Here is a summary of the business use cases which have been distilled down to the small set of meta patterns. One additional thing which I have done is to break down these business use cases into categories: an accounting use case, a variation of another use case, or an alternative technical approach. This is not perfect yet, but it is making it easier to talk about these use cases.

My next step is to map my meta patterns to the US GAAP Taxonomy and to create examples of SEC XBRL filing pieces for each of the business use cases. That will likely help people see the breaking the pieces of the US GAAP Taxonomy down into meta patterns makes the taxonomy easier to understand and that the meta patterns can be leveraged to help make working with these business use cases easier for business users. This will also help to create a more consistent US GAAP Taxonomy.

  • BUC01 Simple Hierarchy. Accounting use case. One level hierarchy.  No calculation relations.
  • BUC02 Hierarchy. Variation of Hierarchy. Multi-level nested hierarchy.
  • BUC03 Simple Roll Up. Accounting use case. Computation where A + B + n = C. Simple roll up.  No nesting of calculations.
  • BUC04 Nested Roll Up. Variation of Roll Up. Nesting one calculation inside another calculation.
  • BUC05 Inverted Roll Up. Variation of Roll Up. Multi-level nested calculations.
  • BUC06 Multiple Roll Ups. Variation of Roll Up. One concept calculated in more than one way forcing calculations to be separated by extended links.

Contour annotation records
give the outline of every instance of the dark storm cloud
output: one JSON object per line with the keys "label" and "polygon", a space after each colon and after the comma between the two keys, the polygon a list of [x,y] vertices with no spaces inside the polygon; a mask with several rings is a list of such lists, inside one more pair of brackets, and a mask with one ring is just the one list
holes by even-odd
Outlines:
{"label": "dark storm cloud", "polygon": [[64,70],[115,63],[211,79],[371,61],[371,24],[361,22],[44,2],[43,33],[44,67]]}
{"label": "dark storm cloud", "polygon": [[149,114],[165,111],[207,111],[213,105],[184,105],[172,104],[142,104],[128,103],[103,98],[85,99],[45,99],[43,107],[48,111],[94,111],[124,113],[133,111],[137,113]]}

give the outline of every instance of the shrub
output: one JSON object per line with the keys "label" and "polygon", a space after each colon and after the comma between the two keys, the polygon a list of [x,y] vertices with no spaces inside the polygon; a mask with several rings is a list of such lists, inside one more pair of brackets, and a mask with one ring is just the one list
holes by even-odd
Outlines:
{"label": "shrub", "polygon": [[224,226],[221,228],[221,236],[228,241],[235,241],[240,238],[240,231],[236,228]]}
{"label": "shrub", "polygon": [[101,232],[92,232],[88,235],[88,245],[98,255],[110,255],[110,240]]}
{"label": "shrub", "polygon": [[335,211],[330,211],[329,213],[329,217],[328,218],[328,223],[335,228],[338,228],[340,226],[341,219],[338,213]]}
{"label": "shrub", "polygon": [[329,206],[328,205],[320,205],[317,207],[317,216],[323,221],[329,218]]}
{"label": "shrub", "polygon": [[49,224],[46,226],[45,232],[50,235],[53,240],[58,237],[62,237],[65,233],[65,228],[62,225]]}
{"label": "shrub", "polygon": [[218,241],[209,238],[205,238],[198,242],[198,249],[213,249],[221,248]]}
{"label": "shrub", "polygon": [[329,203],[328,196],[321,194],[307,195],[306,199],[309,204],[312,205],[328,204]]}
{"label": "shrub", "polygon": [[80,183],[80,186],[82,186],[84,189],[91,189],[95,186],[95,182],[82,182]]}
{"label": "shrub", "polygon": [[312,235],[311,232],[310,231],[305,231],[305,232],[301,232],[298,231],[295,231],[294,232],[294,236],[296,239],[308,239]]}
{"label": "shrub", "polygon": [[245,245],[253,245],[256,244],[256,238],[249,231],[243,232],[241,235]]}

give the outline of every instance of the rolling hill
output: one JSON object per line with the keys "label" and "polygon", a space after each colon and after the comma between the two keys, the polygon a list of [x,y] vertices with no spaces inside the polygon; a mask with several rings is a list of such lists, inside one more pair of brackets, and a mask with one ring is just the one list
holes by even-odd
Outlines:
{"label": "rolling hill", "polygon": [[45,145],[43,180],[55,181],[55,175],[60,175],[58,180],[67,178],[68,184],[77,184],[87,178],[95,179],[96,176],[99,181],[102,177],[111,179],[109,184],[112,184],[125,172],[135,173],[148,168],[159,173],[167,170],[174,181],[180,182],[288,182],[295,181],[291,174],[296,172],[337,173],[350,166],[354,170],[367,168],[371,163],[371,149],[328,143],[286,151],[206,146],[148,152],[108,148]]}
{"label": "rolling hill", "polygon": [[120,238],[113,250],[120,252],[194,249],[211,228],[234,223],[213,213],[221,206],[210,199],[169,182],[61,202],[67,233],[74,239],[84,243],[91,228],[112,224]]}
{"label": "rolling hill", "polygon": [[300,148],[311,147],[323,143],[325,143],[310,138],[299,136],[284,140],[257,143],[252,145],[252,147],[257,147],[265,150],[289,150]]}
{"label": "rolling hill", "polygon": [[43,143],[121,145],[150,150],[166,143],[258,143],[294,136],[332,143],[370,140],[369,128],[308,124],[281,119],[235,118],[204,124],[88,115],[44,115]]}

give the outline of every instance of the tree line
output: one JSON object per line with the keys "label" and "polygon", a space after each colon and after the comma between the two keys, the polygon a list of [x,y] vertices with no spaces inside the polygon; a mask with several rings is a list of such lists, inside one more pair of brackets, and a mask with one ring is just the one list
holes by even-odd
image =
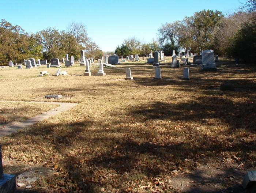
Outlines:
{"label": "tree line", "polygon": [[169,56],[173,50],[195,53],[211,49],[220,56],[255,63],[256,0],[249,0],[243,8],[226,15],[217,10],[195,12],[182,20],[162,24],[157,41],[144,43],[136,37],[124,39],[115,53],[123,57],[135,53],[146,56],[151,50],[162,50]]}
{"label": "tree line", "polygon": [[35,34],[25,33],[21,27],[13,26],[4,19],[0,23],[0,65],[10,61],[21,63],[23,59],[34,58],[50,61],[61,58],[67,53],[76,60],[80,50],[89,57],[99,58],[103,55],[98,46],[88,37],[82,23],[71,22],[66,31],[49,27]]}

...

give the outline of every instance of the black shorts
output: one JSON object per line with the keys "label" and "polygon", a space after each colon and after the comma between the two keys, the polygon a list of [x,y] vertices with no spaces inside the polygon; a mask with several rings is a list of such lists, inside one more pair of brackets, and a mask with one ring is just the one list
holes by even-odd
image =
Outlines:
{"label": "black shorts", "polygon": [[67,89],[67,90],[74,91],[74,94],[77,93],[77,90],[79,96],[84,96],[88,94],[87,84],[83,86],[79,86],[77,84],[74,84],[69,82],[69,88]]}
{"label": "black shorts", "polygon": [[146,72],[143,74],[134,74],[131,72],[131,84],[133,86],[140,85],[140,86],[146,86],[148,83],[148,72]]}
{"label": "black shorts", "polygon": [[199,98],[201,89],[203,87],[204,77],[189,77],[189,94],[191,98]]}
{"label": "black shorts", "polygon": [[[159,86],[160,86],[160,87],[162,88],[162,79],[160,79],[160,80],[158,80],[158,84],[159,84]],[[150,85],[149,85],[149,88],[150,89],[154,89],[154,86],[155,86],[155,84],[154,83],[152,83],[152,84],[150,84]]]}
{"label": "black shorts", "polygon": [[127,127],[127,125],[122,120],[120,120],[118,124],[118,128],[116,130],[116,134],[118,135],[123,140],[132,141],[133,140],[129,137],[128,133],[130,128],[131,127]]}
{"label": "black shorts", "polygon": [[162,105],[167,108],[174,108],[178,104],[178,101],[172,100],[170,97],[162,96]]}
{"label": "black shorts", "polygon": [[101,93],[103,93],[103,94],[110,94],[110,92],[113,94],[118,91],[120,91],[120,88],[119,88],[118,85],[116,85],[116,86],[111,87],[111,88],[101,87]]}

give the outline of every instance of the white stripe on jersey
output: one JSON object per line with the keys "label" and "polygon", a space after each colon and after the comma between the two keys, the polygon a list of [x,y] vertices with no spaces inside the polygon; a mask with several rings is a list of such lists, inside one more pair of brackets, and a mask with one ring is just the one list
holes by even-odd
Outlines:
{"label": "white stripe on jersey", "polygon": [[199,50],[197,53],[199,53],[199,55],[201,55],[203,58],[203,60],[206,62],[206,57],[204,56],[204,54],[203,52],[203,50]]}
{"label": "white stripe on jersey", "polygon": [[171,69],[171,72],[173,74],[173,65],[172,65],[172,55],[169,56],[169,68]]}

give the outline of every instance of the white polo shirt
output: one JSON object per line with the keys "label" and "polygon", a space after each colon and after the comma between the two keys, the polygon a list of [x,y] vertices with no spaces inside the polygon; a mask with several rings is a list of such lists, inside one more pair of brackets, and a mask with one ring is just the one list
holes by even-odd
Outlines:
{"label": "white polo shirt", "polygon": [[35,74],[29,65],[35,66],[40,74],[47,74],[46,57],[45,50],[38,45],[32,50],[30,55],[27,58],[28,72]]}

...

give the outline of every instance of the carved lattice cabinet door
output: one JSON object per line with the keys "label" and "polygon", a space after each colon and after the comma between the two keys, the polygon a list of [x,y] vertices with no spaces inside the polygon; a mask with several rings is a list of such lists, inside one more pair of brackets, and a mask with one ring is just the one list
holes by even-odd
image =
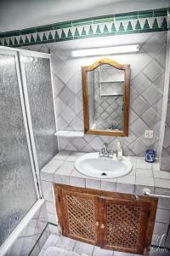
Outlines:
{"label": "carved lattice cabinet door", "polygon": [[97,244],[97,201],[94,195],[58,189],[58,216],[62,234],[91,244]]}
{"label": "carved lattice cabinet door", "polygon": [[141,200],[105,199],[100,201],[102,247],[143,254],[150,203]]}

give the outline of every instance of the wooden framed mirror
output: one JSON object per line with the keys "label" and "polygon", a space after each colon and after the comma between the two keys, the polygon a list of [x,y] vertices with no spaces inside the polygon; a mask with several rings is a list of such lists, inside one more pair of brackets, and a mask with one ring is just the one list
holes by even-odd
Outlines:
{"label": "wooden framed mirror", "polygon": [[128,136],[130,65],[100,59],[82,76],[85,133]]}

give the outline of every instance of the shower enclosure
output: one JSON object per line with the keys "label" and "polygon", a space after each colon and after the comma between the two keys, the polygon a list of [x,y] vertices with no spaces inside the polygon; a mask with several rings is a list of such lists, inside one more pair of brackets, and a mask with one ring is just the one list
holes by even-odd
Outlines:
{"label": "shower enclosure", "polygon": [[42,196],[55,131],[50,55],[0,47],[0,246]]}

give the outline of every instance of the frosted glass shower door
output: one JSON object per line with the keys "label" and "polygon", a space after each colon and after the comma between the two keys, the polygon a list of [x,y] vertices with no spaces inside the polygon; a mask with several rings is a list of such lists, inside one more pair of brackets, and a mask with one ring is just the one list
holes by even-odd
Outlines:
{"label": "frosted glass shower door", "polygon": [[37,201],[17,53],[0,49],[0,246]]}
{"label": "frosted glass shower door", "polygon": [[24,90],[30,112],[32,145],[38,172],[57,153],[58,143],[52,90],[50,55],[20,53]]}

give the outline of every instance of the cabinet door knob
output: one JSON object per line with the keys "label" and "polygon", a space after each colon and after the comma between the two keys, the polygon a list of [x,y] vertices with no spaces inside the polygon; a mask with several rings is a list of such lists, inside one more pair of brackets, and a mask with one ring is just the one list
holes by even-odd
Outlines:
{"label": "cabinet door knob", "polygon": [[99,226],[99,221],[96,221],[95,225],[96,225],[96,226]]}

Parts of the exercise —
1 – In the summary of business use cases, what does the description of BUC05 Inverted Roll Up say it consists of?
2 – Carry on the summary of business use cases from where it stops.

The responses —
1 – Multi-level nested calculations.

2 –
  • BUC07 Simple Roll Forward. Accounting use case. Computation where beginning balance + changes = ending balance. Simple roll forward analysis. Also known as movement analysis.
  • BUC08 Complex Roll Forward. Variation of Roll Forward. Movement of more than one concept modelled using items.
  • BUC09 Simple Compound Fact. Accounting use case. Concepts which make up a set which must go together. This is actually another pattern with at least one more measure (dimension).
  • BUC10 Repeating Concept. Variation of Compound Fact. Simple compound concept which repeats.
  • BUC11 Multiple Periods Compound Concept. Variation of Compound Fact. Simple compound concept which has more than one period disclosed within the compound concept.
  • BUC12 Roll Forward in Compound Concept.  Variation of Roll Forward. Variation of Compound Fact. Roll Forward within a compound concept.
  • BUC13 Nested Compound. Concept Variation of Compound Fact. Compound concept within another compound concept.
  • BUC14 Reconciliation of Balance. Accounting use case. Reconciliation of one instant to another instant.  (This is NOT a roll forward as the reconciling items are instants, not durations, and the balance concepts are different concepts, not the same.)
  • BUC15 Text Block. Accounting use case. Many Facts modelled as a block of text.
  • BUC16 Restatement. Accounting use case. Restatement of income.
  • BUC17 Reissue Report. Accounting use case. Reissuance of an entire report.
  • BUC18 Reclassification. Accounting use case. Reclassification of prior balances on a report to conform to current period classifications.
  • BUC19 Prose. Accounting use case. Information containing multiple paragraphs, tables, lists, etc. which must appear in a particular order to be meaningful.
  • BUC20 General Comment. Accounting use case. Using XBRL Footnotes to express general comments. Shows the difference between using standard roles and custom roles.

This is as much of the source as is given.